BRIEF → Reproduce the passage of the John Carter review below, starting with "REVIEWED By Marc" and going on through "bipedal Zodangan warmongers.".

John Carter

2012, PG-13, 132 min. Directed by Andrew Stanton. Starring Taylor Kitsch, Lynn Collins, Willem Dafoe, Samantha Morton, Thomas Haden Church, Mark Strong, Ciarán Hinds, Dominic West, James Purefoy.

REVIEWED By Marc Savlov, Fri., March 9, 2012

John Carter

The second film of the year helmed by a Pixar Animation alum making his first foray into a live-action Hollywood blockbuster (the first was Brad Bird's Mission: Impossible – Ghost Protocol), John Carter is by far the better film. It's more exciting, more challenging, and a veritable bestiary of alien creatures that run the gamut from cute (a hippopotamus-sized, puglike critter) to frightening (giant, blind, white simians), and from red-skinned bipeds who sail on seas of light (the inhabitants of the peaceful kingdom of Helium) to the tusked, green-skinned, sinewy Tharks, a fearsome, tribal species engaged in conflict with the bipedal Zodangan warmongers.

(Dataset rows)

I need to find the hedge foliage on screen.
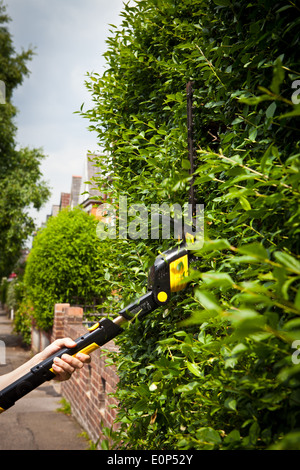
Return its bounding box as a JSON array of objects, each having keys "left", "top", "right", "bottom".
[
  {"left": 21, "top": 208, "right": 106, "bottom": 331},
  {"left": 82, "top": 0, "right": 300, "bottom": 449}
]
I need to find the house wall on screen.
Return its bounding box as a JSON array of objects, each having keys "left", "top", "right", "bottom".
[{"left": 51, "top": 304, "right": 119, "bottom": 442}]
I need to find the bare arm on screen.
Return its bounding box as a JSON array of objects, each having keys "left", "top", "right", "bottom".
[{"left": 0, "top": 338, "right": 91, "bottom": 390}]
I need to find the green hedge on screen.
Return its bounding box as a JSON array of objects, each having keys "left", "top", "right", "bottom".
[
  {"left": 83, "top": 0, "right": 300, "bottom": 449},
  {"left": 24, "top": 208, "right": 107, "bottom": 331}
]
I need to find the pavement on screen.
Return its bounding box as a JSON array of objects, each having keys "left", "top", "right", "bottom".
[{"left": 0, "top": 309, "right": 89, "bottom": 450}]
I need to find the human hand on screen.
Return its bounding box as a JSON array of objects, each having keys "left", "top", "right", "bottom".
[{"left": 40, "top": 338, "right": 91, "bottom": 382}]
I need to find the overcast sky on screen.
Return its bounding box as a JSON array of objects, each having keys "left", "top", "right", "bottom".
[{"left": 4, "top": 0, "right": 123, "bottom": 228}]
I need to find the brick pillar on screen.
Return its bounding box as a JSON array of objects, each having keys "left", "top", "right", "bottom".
[{"left": 51, "top": 304, "right": 70, "bottom": 342}]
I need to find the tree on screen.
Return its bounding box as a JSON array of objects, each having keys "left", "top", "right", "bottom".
[
  {"left": 83, "top": 0, "right": 300, "bottom": 449},
  {"left": 24, "top": 208, "right": 107, "bottom": 331},
  {"left": 0, "top": 2, "right": 50, "bottom": 277}
]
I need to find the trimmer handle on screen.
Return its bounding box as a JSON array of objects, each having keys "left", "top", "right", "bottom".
[{"left": 0, "top": 318, "right": 123, "bottom": 413}]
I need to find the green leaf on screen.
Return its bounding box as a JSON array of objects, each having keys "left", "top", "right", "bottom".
[
  {"left": 224, "top": 398, "right": 236, "bottom": 411},
  {"left": 195, "top": 289, "right": 222, "bottom": 313},
  {"left": 274, "top": 251, "right": 300, "bottom": 274},
  {"left": 214, "top": 0, "right": 230, "bottom": 7},
  {"left": 186, "top": 361, "right": 201, "bottom": 377}
]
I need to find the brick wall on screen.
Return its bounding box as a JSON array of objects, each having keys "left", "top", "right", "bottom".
[{"left": 51, "top": 304, "right": 118, "bottom": 442}]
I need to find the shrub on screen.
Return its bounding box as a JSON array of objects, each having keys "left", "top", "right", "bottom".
[{"left": 24, "top": 208, "right": 109, "bottom": 330}]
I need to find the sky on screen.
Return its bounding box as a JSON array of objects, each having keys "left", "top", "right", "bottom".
[{"left": 4, "top": 0, "right": 123, "bottom": 226}]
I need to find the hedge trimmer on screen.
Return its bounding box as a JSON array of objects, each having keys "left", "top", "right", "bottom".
[{"left": 0, "top": 82, "right": 199, "bottom": 413}]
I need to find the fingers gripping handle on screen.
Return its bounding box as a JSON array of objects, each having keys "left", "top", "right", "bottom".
[{"left": 0, "top": 318, "right": 123, "bottom": 412}]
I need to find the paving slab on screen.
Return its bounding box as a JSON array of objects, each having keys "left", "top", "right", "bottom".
[{"left": 0, "top": 310, "right": 88, "bottom": 450}]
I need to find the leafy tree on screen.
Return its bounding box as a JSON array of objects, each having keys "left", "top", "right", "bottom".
[
  {"left": 0, "top": 2, "right": 50, "bottom": 277},
  {"left": 83, "top": 0, "right": 300, "bottom": 449},
  {"left": 24, "top": 208, "right": 111, "bottom": 331}
]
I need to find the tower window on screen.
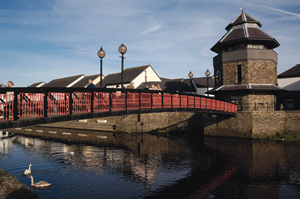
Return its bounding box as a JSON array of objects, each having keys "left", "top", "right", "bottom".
[{"left": 237, "top": 65, "right": 242, "bottom": 83}]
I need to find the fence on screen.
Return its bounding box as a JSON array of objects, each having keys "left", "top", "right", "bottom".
[
  {"left": 0, "top": 89, "right": 237, "bottom": 121},
  {"left": 237, "top": 103, "right": 275, "bottom": 111}
]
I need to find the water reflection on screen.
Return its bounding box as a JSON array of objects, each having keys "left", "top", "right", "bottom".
[{"left": 0, "top": 134, "right": 300, "bottom": 199}]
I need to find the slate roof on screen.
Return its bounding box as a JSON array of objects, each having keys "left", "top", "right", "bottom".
[
  {"left": 42, "top": 74, "right": 84, "bottom": 87},
  {"left": 277, "top": 64, "right": 300, "bottom": 78},
  {"left": 28, "top": 82, "right": 45, "bottom": 87},
  {"left": 72, "top": 74, "right": 100, "bottom": 88},
  {"left": 211, "top": 11, "right": 279, "bottom": 53},
  {"left": 137, "top": 77, "right": 214, "bottom": 92},
  {"left": 102, "top": 65, "right": 151, "bottom": 86},
  {"left": 137, "top": 81, "right": 196, "bottom": 92},
  {"left": 209, "top": 84, "right": 284, "bottom": 93},
  {"left": 0, "top": 83, "right": 7, "bottom": 88}
]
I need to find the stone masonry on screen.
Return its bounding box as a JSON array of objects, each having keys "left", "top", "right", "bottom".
[{"left": 222, "top": 60, "right": 277, "bottom": 85}]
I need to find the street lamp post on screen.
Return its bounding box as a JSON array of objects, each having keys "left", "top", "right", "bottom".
[
  {"left": 188, "top": 71, "right": 194, "bottom": 94},
  {"left": 205, "top": 69, "right": 210, "bottom": 95},
  {"left": 97, "top": 46, "right": 105, "bottom": 88},
  {"left": 145, "top": 70, "right": 147, "bottom": 88},
  {"left": 119, "top": 43, "right": 127, "bottom": 88}
]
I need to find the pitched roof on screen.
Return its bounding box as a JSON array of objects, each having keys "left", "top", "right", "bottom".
[
  {"left": 72, "top": 74, "right": 100, "bottom": 88},
  {"left": 42, "top": 75, "right": 84, "bottom": 87},
  {"left": 0, "top": 83, "right": 7, "bottom": 88},
  {"left": 211, "top": 11, "right": 279, "bottom": 53},
  {"left": 97, "top": 65, "right": 151, "bottom": 85},
  {"left": 137, "top": 77, "right": 214, "bottom": 92},
  {"left": 28, "top": 82, "right": 45, "bottom": 87},
  {"left": 137, "top": 81, "right": 196, "bottom": 92},
  {"left": 278, "top": 64, "right": 300, "bottom": 78},
  {"left": 209, "top": 84, "right": 284, "bottom": 93}
]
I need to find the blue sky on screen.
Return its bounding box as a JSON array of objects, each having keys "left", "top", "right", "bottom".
[{"left": 0, "top": 0, "right": 300, "bottom": 87}]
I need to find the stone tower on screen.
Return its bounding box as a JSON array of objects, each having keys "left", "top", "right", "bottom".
[{"left": 210, "top": 11, "right": 282, "bottom": 111}]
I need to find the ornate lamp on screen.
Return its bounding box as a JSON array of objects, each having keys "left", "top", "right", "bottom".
[
  {"left": 205, "top": 69, "right": 210, "bottom": 92},
  {"left": 119, "top": 43, "right": 127, "bottom": 88},
  {"left": 97, "top": 46, "right": 105, "bottom": 88},
  {"left": 188, "top": 71, "right": 194, "bottom": 94}
]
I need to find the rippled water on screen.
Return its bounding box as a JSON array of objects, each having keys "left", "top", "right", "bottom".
[{"left": 0, "top": 134, "right": 300, "bottom": 199}]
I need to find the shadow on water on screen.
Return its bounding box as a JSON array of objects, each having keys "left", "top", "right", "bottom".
[{"left": 0, "top": 133, "right": 300, "bottom": 199}]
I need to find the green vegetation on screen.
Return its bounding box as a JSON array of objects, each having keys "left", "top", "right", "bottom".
[{"left": 268, "top": 132, "right": 299, "bottom": 141}]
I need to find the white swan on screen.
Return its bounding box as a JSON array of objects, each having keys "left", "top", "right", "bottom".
[
  {"left": 24, "top": 164, "right": 32, "bottom": 175},
  {"left": 30, "top": 176, "right": 51, "bottom": 188}
]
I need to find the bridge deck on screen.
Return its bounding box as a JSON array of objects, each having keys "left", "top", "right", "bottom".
[{"left": 0, "top": 88, "right": 237, "bottom": 129}]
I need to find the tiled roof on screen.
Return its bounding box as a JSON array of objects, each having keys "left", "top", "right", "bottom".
[
  {"left": 225, "top": 11, "right": 262, "bottom": 30},
  {"left": 278, "top": 64, "right": 300, "bottom": 78},
  {"left": 0, "top": 83, "right": 6, "bottom": 88},
  {"left": 72, "top": 74, "right": 100, "bottom": 88},
  {"left": 96, "top": 65, "right": 150, "bottom": 86},
  {"left": 211, "top": 11, "right": 279, "bottom": 53},
  {"left": 209, "top": 84, "right": 283, "bottom": 93},
  {"left": 137, "top": 81, "right": 196, "bottom": 92},
  {"left": 42, "top": 75, "right": 84, "bottom": 87},
  {"left": 28, "top": 82, "right": 45, "bottom": 87},
  {"left": 137, "top": 77, "right": 214, "bottom": 92}
]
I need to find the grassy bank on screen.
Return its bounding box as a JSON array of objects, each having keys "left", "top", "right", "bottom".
[{"left": 268, "top": 133, "right": 299, "bottom": 141}]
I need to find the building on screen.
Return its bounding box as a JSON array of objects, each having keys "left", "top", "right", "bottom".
[
  {"left": 100, "top": 64, "right": 161, "bottom": 88},
  {"left": 28, "top": 82, "right": 45, "bottom": 88},
  {"left": 42, "top": 74, "right": 85, "bottom": 88},
  {"left": 137, "top": 77, "right": 214, "bottom": 95},
  {"left": 209, "top": 11, "right": 283, "bottom": 111},
  {"left": 278, "top": 64, "right": 300, "bottom": 110}
]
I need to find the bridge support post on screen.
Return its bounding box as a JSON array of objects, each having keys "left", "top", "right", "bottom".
[
  {"left": 13, "top": 92, "right": 21, "bottom": 121},
  {"left": 69, "top": 92, "right": 73, "bottom": 115},
  {"left": 44, "top": 92, "right": 48, "bottom": 117},
  {"left": 91, "top": 91, "right": 95, "bottom": 113}
]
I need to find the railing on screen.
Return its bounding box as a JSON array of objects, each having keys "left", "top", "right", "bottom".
[
  {"left": 237, "top": 103, "right": 274, "bottom": 111},
  {"left": 0, "top": 88, "right": 237, "bottom": 121}
]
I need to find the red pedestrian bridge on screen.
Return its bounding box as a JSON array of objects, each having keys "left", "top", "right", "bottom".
[{"left": 0, "top": 87, "right": 237, "bottom": 129}]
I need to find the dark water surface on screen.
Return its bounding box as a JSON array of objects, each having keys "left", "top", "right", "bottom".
[{"left": 0, "top": 133, "right": 300, "bottom": 199}]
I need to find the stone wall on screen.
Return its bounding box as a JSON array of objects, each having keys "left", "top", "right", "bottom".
[
  {"left": 204, "top": 111, "right": 300, "bottom": 139},
  {"left": 242, "top": 93, "right": 275, "bottom": 111},
  {"left": 110, "top": 112, "right": 202, "bottom": 132},
  {"left": 282, "top": 111, "right": 300, "bottom": 134},
  {"left": 223, "top": 60, "right": 277, "bottom": 85}
]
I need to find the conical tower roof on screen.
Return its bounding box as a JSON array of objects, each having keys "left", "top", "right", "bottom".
[{"left": 211, "top": 11, "right": 279, "bottom": 53}]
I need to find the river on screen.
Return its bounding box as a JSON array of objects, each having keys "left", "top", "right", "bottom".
[{"left": 0, "top": 133, "right": 300, "bottom": 199}]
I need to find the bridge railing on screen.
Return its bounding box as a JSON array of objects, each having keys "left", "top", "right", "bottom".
[{"left": 0, "top": 88, "right": 237, "bottom": 121}]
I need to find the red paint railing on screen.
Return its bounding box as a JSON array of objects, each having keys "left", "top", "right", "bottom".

FINISHED TASK →
REVIEWED By Marc Savlov, Fri., March 9, 2012

John Carter

The second film of the year helmed by a Pixar Animation alum making his first foray into a live-action Hollywood blockbuster (the first was Brad Bird's Mission: Impossible – Ghost Protocol), John Carter is by far the better film. It's more exciting, more challenging, and a veritable bestiary of alien creatures that run the gamut from cute (a hippopotamus-sized, puglike critter) to frightening (giant, blind, white simians), and from red-skinned bipeds who sail on seas of light (the inhabitants of the peaceful kingdom of Helium) to the tusked, green-skinned, sinewy Tharks, a fearsome, tribal species engaged in conflict with the bipedal Zodangan warmongers.